VII. Relativamente à invocada falta de diligência, de celeridade e boa-fé na condução do processo disciplinar que pela Recorrente vêm invocados, face ao prazo prescricional em vigor, não há que dar-lhe a relevância pretendida pela Recorrente, pois, como se exara no Acórdão sob recurso:

"Ainda que, porventura e como hipótese de raciocínio, assim se pudesse entender, o certo é que perante a inaplicabilidade desse prazo de 30 dias e ponderando o prazo de conclusão de um ano do procedimento disciplinar, no circunstancialismo do caso em concreto em apreço dos autos, não se afigura que tenha o procedimento disciplinar, analisado na sua globalidade, sido pautado pela demora excessiva susceptível de violar os mencionados deveres".

VIII. Não pode imputar-se falta de diligência ou celeridade à instrução de um processo disciplinar que, desde o envio da nota de culpa, até à prolação da decisão final, apenas necessitou pouco mais de três meses e isto, durante um período de férias a decorrer.

IX. Dos 52 dias decorridos entre a data do despacho do instrutor, de 02.08.2013 e a do início da inquirição das testemunhas (25.09.2013), não pode concluir-se que o processo disciplinar não tenha decorrido de forma célere e diligente não podendo deixar de ser tido em conta que esse mesmo período de 52/55 dias sem diligências inseridas nos mesmos autos, foi devidamente justificado pelo despacho do instrutor de 02.08.2013, despacho esse integrado, já na sua totalidade, no elenco de factos assentes pelo Venerando Tribunal da Relação, como requerido havia sido pela Apelante.

 X. O Venerando Tribunal da Relação dando provimento ao 2º Recurso de Apelação da Ré e revogando a decisão recorrida, deu cabal e perfeito cumprimento aos dispositivos legais em vigor, não tendo violado, como pretende a Recorrente, qualquer preceito legal, nomeadamente, Art.35Iº, nº1, Art.354°, nº2 do CT (que, sinceramente e no entender da Recorrida, nada terão a ver com o assunto e terão sido invocados por mero lapso) ou mesmo o Art.357°, nº1 do CT e Art.334° do CC.
———
* O QUE SE PEDE
Atualize o trecho do texto sobre o processo disciplinar que começa em "IX. Dos 52 dias" e termina em "sido pela Apelante.", substituindo "testemunhas" por "declarantes". A listagem não tem qualquer relevância para esta tarefa.
———
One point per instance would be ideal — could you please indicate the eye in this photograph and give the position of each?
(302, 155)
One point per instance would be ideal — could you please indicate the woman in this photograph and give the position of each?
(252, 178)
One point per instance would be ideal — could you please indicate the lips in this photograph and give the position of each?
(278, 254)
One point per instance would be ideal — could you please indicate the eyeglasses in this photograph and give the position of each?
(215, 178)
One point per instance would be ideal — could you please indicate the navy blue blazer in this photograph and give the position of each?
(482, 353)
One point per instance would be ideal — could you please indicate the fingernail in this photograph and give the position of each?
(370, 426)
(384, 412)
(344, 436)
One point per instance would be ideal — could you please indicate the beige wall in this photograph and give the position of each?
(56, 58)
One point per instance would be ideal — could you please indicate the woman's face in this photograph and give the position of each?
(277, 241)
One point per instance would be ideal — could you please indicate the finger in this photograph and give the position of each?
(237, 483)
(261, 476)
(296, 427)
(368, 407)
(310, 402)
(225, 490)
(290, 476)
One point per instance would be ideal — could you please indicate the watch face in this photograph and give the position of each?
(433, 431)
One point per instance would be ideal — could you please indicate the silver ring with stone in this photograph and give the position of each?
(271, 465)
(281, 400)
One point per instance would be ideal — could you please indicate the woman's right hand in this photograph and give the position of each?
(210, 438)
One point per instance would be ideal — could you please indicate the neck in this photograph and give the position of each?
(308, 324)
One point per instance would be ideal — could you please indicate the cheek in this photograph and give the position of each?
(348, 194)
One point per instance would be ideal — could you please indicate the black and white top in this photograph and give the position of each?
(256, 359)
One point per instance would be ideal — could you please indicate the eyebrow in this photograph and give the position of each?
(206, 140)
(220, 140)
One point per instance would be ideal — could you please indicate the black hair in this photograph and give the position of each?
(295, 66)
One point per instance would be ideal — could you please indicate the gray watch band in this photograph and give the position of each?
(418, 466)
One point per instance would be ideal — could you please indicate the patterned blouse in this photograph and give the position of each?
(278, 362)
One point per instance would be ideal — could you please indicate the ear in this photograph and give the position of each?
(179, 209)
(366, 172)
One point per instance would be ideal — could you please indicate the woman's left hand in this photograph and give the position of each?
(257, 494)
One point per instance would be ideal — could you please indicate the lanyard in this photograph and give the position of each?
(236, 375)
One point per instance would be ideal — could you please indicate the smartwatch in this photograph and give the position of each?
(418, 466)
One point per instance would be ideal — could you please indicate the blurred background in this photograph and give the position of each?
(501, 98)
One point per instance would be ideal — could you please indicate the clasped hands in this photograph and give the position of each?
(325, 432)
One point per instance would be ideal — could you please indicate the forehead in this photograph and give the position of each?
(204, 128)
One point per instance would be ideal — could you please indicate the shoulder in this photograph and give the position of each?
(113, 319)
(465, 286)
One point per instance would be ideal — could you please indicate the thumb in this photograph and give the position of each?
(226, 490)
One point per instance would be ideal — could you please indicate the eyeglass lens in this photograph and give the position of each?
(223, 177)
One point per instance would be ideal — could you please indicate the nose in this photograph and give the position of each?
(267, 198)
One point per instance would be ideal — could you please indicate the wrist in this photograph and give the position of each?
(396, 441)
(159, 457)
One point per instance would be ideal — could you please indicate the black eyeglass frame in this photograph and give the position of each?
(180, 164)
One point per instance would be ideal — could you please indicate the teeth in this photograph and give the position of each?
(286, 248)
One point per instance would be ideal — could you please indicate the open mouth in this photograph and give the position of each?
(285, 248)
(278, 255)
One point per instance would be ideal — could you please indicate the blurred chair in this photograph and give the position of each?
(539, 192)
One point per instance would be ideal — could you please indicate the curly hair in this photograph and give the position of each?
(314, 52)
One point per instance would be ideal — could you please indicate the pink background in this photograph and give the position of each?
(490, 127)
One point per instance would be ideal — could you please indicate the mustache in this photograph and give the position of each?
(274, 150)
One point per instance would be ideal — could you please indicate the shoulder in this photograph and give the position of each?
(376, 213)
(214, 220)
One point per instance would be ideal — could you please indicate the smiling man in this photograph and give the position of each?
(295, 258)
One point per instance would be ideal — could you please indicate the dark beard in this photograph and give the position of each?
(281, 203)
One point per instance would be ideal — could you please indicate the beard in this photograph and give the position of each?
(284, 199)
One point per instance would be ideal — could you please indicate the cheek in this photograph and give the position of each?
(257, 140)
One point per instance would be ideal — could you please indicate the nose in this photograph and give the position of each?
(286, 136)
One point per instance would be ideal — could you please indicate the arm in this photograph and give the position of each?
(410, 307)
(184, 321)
———
* RESPOSTA
IX. Dos 52 dias decorridos entre a data do despacho do instrutor, de 02.08.2013 e a do início da inquirição das declarantes (25.09.2013), não pode concluir-se que o processo disciplinar não tenha decorrido de forma célere e diligente não podendo deixar de ser tido em conta que esse mesmo período de 52/55 dias sem diligências inseridas nos mesmos autos, foi devidamente justificado pelo despacho do instrutor de 02.08.2013, despacho esse integrado, já na sua totalidade, no elenco de factos assentes pelo Venerando Tribunal da Relação, como requerido havia sido pela Apelante.